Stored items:
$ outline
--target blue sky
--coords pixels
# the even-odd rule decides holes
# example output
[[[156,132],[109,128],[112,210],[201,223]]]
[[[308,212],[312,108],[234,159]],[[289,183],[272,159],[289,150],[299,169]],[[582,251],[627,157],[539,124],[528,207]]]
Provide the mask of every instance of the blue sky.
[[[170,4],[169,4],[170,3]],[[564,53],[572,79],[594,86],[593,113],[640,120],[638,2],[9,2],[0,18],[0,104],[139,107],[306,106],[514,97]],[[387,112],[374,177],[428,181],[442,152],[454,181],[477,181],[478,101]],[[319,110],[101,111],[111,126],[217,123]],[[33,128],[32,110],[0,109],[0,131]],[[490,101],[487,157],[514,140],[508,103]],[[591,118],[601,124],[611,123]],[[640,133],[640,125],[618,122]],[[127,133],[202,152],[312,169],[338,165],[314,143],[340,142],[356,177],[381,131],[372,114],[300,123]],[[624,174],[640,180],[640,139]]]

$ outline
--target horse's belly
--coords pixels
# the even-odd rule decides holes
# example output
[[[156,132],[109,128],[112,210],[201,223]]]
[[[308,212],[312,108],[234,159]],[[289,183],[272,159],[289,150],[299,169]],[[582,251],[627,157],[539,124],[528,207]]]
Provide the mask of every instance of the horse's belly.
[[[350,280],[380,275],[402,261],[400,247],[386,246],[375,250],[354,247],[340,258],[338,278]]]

--

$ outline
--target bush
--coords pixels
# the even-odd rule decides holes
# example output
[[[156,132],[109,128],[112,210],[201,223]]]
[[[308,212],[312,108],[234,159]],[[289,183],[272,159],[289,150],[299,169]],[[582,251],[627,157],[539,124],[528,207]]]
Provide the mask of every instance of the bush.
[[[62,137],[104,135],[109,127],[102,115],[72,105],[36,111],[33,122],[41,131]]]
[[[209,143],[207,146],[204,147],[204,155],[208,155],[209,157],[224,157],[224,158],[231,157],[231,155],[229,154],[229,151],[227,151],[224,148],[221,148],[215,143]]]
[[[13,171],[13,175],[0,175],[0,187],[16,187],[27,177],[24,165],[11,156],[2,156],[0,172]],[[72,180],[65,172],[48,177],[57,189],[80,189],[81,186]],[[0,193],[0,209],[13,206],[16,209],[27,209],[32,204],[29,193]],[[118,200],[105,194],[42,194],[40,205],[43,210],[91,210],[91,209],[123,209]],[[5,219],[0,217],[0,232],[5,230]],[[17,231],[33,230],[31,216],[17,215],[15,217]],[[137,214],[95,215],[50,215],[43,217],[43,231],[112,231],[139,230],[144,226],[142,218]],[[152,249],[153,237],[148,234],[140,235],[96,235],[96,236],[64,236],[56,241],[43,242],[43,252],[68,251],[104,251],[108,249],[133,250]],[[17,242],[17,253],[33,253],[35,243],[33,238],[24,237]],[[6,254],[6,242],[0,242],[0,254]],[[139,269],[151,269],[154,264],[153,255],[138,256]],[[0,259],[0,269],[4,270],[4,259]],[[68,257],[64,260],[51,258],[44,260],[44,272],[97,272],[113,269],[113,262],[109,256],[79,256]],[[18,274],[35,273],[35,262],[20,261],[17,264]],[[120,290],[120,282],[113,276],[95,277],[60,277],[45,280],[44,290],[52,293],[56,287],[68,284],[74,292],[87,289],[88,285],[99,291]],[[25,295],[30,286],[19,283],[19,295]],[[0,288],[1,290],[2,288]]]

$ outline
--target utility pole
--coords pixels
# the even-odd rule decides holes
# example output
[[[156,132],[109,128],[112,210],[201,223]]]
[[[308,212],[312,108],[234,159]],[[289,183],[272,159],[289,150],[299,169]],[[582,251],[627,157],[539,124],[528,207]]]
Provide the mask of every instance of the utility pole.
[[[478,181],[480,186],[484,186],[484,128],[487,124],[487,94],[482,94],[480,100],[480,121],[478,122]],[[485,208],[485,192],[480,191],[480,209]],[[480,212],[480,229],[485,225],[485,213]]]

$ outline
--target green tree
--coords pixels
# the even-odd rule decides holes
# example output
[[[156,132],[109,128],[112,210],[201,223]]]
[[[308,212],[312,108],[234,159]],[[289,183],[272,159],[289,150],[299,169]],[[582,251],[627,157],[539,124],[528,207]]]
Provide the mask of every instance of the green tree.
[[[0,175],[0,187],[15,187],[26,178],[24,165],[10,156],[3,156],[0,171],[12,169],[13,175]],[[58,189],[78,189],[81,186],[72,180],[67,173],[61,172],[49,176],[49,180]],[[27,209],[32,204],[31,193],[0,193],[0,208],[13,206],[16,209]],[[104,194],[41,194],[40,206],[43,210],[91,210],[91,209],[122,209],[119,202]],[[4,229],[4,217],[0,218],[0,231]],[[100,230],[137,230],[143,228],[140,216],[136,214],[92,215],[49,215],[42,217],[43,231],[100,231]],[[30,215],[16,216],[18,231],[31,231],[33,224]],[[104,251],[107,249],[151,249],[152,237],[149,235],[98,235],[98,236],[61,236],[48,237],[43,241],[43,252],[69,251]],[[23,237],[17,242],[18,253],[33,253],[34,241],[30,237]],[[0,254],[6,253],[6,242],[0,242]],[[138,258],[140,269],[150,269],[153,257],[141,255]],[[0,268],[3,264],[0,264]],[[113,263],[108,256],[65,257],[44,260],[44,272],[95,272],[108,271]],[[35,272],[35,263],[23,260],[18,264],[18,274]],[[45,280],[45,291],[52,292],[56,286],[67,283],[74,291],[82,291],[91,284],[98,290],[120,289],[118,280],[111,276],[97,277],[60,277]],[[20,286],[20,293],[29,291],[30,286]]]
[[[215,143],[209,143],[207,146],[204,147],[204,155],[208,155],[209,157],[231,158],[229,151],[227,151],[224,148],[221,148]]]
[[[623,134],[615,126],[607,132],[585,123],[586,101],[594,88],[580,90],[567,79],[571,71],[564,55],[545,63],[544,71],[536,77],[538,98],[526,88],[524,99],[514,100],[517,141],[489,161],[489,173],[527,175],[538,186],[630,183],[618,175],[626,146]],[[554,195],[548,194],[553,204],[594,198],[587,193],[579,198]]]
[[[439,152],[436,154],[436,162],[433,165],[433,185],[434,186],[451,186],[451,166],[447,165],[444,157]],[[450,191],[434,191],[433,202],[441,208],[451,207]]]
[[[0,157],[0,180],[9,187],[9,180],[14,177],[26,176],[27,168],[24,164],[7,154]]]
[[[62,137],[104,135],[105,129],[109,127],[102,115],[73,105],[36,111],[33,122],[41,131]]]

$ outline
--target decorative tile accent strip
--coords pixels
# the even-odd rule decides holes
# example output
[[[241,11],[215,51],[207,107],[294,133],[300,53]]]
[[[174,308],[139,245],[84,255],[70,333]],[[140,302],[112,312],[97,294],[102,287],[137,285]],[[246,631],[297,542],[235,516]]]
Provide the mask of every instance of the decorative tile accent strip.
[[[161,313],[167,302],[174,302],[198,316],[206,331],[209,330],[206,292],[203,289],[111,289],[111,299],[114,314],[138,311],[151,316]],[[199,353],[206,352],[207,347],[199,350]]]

_What to work on_.
Identify the lines of the entries containing the string "target". Copy each such line.

_Written solution_.
--target blue sky
--target horse's belly
--target bush
--target utility pole
--target green tree
--target decorative tile accent strip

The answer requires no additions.